The response should consist solely of the lines running from the line with "A note for the class: find the white sign" to the end of the data, retyped exactly.

##### Material for the task #####

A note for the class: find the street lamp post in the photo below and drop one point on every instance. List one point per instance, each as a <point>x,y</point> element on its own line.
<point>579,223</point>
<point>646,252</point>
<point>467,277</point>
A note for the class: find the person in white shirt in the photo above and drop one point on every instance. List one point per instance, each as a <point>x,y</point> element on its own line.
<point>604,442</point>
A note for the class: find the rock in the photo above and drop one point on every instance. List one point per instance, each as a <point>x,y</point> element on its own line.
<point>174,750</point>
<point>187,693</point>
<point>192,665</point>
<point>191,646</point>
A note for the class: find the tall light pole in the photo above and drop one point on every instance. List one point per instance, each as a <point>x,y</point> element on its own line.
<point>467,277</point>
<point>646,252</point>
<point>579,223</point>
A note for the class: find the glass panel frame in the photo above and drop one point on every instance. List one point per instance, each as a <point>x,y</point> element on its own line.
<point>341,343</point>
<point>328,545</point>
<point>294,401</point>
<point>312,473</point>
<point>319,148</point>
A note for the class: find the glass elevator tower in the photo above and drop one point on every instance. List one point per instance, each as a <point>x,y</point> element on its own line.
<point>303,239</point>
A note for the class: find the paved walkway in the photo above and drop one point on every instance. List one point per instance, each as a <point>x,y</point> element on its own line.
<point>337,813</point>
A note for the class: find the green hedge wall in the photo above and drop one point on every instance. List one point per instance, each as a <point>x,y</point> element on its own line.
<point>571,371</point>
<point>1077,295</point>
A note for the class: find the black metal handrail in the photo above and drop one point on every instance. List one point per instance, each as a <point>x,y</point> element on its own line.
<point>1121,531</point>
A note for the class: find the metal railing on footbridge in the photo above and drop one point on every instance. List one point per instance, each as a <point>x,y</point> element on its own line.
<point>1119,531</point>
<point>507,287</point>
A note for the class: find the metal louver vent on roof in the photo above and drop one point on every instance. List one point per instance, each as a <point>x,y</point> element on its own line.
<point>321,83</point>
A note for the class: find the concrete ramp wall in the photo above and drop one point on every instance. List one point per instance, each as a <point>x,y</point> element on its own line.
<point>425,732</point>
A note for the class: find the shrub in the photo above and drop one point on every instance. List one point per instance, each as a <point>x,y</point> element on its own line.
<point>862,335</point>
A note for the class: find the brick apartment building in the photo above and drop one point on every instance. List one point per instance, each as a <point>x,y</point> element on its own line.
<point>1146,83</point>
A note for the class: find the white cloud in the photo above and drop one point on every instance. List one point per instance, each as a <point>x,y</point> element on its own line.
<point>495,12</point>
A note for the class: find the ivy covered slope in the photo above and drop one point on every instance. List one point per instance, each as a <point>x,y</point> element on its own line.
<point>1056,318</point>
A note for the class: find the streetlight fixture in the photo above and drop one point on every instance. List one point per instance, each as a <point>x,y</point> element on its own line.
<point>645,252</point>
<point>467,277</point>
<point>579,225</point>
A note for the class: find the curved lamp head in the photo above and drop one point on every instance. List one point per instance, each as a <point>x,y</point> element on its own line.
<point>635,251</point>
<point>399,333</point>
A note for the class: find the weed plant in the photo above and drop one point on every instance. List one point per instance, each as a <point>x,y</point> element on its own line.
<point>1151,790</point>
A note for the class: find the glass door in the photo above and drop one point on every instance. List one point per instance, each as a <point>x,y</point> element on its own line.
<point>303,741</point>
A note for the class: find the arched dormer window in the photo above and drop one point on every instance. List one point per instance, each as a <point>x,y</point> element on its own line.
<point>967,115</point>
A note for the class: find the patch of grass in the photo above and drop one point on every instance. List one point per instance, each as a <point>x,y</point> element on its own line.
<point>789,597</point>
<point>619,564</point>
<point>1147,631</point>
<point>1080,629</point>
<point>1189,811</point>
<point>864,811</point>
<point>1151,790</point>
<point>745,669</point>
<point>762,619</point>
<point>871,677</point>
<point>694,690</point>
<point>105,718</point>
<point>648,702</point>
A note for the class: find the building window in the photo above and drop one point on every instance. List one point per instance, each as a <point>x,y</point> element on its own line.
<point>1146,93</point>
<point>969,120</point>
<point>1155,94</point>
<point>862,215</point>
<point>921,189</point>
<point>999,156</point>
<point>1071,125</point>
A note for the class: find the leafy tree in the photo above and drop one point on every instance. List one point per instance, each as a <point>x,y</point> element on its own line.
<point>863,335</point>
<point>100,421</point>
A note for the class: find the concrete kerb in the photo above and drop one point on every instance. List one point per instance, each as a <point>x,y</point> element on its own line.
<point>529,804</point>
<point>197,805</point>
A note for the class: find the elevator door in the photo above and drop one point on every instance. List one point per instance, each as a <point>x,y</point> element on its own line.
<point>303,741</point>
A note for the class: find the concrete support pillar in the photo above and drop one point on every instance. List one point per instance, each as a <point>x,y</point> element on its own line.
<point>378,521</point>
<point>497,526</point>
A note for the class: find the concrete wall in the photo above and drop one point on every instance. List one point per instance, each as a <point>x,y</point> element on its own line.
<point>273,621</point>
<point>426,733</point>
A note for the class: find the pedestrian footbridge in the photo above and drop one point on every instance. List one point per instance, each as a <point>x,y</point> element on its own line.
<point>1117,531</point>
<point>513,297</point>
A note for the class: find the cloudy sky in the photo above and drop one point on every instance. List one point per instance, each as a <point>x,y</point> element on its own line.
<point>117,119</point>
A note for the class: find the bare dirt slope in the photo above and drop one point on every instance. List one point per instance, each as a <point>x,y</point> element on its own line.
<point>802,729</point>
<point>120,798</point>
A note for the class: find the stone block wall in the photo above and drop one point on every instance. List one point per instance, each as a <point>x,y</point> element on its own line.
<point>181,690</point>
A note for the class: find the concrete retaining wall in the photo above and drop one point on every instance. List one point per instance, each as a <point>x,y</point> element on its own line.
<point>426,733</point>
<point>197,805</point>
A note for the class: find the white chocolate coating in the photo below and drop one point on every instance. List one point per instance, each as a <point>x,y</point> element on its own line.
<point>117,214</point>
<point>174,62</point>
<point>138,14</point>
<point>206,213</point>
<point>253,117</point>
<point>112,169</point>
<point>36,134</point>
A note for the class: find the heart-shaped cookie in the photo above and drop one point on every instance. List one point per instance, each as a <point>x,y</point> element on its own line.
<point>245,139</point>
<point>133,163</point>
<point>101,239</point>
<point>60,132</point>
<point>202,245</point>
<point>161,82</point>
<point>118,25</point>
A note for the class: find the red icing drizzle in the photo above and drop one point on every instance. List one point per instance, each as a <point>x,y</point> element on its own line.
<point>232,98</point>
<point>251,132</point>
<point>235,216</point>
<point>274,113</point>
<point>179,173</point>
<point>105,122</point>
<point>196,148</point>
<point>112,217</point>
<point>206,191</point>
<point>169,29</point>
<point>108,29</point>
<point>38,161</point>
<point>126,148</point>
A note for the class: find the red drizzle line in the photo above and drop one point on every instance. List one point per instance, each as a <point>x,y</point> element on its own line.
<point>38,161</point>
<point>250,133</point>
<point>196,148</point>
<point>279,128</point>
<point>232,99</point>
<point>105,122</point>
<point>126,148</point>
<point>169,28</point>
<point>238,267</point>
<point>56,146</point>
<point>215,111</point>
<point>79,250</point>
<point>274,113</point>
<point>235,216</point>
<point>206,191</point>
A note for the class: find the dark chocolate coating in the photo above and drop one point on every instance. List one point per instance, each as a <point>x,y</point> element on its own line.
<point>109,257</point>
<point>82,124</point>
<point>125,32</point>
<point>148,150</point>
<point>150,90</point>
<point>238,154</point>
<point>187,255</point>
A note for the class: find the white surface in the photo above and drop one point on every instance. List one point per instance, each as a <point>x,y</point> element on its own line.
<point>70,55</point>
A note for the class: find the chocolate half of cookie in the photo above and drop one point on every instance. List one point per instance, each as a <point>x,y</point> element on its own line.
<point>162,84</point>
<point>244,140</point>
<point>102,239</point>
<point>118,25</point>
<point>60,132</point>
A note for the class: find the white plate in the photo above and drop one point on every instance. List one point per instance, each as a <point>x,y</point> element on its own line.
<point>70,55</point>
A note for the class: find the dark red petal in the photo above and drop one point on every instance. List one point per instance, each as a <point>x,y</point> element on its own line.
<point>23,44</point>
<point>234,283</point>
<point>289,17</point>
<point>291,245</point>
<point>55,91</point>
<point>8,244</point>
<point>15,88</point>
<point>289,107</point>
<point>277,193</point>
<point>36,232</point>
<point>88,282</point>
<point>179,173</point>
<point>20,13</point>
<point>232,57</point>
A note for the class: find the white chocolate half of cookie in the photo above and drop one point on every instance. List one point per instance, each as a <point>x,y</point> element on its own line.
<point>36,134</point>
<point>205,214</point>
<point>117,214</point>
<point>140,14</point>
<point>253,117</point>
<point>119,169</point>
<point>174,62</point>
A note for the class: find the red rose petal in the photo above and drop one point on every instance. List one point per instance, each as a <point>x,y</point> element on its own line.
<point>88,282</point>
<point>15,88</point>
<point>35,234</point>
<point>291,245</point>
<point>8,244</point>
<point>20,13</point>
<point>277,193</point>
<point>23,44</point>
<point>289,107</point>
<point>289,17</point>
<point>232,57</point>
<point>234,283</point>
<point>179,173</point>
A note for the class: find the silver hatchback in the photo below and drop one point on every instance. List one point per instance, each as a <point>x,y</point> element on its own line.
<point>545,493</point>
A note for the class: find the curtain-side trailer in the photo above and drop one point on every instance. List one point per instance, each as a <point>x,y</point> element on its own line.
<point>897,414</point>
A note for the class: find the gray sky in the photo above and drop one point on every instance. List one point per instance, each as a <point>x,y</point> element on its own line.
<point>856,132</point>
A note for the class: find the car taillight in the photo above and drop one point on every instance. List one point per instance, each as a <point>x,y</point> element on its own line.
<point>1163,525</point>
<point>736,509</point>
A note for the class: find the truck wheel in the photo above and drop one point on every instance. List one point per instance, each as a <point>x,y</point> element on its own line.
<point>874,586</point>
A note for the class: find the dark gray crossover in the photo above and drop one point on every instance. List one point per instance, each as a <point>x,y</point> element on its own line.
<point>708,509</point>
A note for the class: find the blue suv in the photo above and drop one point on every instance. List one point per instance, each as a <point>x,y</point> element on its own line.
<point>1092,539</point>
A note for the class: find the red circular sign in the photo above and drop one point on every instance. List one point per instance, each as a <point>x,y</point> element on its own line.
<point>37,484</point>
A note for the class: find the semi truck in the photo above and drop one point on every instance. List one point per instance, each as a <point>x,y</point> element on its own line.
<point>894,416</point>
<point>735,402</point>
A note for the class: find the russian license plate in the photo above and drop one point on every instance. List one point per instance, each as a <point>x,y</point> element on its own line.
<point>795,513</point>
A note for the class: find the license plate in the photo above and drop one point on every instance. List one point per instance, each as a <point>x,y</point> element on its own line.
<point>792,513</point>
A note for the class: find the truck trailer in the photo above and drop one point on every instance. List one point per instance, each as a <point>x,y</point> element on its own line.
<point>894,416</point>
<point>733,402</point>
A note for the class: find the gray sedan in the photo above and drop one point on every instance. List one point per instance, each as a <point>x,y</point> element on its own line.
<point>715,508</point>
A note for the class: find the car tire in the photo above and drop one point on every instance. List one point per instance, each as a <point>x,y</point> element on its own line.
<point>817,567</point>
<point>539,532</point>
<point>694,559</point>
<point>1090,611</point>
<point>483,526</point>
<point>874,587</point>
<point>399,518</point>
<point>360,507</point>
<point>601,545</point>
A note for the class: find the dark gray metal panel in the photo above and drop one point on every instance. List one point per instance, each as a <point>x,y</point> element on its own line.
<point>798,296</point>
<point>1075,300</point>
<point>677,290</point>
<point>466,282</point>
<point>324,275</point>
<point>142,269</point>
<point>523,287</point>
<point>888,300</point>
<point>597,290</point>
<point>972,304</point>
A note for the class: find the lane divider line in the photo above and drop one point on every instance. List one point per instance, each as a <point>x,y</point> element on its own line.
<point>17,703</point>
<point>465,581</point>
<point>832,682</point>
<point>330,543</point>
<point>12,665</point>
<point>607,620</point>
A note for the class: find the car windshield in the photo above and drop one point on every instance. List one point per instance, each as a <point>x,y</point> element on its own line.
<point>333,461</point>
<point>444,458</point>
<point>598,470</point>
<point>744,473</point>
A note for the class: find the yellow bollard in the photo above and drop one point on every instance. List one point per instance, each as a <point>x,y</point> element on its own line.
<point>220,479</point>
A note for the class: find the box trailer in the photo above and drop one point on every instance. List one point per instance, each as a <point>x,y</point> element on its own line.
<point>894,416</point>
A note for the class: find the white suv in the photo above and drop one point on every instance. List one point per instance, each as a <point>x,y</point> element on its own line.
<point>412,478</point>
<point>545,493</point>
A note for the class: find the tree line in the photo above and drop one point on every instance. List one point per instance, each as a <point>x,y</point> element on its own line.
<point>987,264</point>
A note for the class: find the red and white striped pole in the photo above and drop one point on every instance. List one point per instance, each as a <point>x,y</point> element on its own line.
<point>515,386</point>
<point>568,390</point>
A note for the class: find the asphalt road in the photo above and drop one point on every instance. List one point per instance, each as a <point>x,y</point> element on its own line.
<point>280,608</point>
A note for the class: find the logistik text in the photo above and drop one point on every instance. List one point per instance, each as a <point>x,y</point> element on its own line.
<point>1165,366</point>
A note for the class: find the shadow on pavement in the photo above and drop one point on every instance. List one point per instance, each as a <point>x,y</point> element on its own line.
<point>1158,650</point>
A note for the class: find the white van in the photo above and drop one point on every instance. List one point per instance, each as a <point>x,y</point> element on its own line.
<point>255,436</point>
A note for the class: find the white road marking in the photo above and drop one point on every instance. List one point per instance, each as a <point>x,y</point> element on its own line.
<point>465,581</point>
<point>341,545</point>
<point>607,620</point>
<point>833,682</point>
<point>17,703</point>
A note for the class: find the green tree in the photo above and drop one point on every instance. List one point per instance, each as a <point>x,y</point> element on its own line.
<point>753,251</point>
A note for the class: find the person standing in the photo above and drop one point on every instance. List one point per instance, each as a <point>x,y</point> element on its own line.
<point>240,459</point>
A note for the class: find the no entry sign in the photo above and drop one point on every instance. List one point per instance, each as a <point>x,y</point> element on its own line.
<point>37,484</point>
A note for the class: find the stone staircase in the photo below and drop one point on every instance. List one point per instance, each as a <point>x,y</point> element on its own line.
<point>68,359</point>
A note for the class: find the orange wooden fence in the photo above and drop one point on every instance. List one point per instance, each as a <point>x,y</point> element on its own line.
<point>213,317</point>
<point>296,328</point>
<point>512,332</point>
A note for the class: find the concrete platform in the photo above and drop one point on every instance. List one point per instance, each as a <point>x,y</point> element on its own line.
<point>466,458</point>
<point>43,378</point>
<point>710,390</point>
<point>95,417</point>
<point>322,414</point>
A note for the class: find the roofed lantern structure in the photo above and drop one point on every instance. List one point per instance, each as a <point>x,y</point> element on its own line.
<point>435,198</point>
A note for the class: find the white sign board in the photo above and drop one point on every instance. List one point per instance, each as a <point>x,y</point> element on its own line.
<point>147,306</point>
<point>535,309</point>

#####

§ **Written reply**:
A note for the class: find the white sign board in the photo above and drop one point on every instance. List one point per instance, each as a <point>x,y</point> element on its own line.
<point>147,306</point>
<point>535,309</point>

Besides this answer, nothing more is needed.